= DIRECTIVES =
A. Decide whether each statement agrees with the post below about token-based API security. Answer yes or no for each, quoting the words of the post that settle it. (i) A token is required to call the APIs from inside the company network. (ii) The salt used for hashing is a global constant. (iii) The answer in the post holds that the scheme authenticates the individual making the call.
B. Echo the passage of the post below about token-based API security, starting at "The server will" and ending at "provides no security.".
C. Translate this sentence from the post below about token-based API security into Spanish: "The server will perform the same algorithm on the original URL, if the token comes out the same, the request is considered authenticated."

= PAGE =
## Start

Note: Original question asked at https://stackoverflow.com/questions/24012390/is-this-token-based-web-service-secure but here seems to be the right place for it.

The company that I current work for has an internal application, it provides some RESTful (sort of, just a collection of URLs) APIs. To access the APIs outside of the company network would require an HTTPS connection and a token (if accessing within the company network, no restriction is applied).

To call an API, the caller (another internal application or employee) will need to create a token by something like this:

  1. Sort the URL parameters
  2. Hash part of the sorted URL with a salt (global constant)
  3. Use a substring of the hash as the token
  4. Append that token as a parameter in the URL and send the request

The server will perform the same algorithm on the original URL, if the token comes out the same, the request is considered authenticated.

I am no security expert, but this feels wrong to me, but I can't fully explain why. So I'm asking for help from the security experts, what are problems you see here? Or am I being too paranoid?


2 Answers 2


This provides zero authentication of the individual calling or the authenticity of the original call making it through to the server. This may have been intended as a way to verify the request had not been altered, but unless it is actually forming a signature rather than a hash, then this provides no security.

## End

(Records of labeled points)
## Start

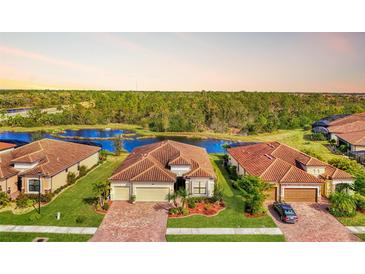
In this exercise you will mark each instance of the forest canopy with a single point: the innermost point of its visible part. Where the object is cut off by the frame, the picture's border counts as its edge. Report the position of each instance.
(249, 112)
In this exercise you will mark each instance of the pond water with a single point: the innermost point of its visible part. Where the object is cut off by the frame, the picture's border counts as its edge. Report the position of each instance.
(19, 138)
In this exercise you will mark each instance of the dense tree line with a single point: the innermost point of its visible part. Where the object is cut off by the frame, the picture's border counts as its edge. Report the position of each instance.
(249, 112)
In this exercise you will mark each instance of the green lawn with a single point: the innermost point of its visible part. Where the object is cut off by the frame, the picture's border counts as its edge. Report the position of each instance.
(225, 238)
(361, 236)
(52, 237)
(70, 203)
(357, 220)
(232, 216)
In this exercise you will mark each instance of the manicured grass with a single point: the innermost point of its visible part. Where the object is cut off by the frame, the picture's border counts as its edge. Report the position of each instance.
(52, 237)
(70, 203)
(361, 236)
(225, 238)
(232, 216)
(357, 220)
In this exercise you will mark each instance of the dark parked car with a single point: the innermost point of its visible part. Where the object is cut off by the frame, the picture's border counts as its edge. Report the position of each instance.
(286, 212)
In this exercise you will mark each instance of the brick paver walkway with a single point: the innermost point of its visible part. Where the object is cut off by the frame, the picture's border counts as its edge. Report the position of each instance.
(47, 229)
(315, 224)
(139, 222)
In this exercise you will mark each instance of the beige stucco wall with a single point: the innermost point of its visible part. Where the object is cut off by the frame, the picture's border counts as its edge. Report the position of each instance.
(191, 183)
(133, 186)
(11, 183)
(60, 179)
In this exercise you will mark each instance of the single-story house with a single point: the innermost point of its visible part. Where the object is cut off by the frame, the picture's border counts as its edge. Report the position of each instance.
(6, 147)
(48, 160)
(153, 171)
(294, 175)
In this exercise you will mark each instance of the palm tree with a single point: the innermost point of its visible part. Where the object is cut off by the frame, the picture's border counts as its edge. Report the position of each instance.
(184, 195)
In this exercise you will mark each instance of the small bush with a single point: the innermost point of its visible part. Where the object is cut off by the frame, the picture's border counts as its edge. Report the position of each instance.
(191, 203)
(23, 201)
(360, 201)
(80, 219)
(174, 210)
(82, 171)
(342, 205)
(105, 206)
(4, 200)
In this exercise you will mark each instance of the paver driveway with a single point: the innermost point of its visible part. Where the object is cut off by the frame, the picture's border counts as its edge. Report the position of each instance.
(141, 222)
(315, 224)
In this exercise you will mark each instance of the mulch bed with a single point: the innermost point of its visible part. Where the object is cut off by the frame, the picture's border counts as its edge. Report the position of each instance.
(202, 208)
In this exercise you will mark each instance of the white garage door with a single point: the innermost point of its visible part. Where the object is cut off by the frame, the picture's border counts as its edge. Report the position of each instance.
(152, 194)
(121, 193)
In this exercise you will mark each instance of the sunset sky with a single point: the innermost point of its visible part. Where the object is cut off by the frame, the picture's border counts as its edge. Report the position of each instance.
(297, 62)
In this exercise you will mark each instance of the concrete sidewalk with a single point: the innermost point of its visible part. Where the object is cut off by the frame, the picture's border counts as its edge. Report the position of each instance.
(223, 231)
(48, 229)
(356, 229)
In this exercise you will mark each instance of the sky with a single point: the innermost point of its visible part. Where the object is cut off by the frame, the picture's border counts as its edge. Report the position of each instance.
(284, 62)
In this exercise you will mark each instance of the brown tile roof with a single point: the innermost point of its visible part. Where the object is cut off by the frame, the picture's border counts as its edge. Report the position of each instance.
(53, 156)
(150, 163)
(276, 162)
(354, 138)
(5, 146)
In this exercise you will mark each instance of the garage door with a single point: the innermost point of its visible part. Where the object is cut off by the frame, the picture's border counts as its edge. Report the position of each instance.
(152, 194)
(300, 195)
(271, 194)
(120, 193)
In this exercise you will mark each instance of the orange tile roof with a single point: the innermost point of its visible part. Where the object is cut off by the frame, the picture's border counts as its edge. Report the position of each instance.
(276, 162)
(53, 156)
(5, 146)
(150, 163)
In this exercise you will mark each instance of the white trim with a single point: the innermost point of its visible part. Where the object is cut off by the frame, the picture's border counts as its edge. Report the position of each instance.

## End

= RESULTS FOR THE EXERCISE =
A.
(i) No: "if accessing within the company network, no restriction is applied"
(ii) Yes: "Hash part of the sorted URL with a salt (global constant)"
(iii) No: "This provides zero authentication of the individual calling"

B.
The server will perform the same algorithm on the original URL, if the token comes out the same, the request is considered authenticated.

I am no security expert, but this feels wrong to me, but I can't fully explain why. So I'm asking for help from the security experts, what are problems you see here? Or am I being too paranoid?


2 Answers 2


This provides zero authentication of the individual calling or the authenticity of the original call making it through to the server. This may have been intended as a way to verify the request had not been altered, but unless it is actually forming a signature rather than a hash, then this provides no security.

C. El servidor ejecutará el mismo algoritmo sobre la URL original; si el token resulta igual, la solicitud se considera autenticada.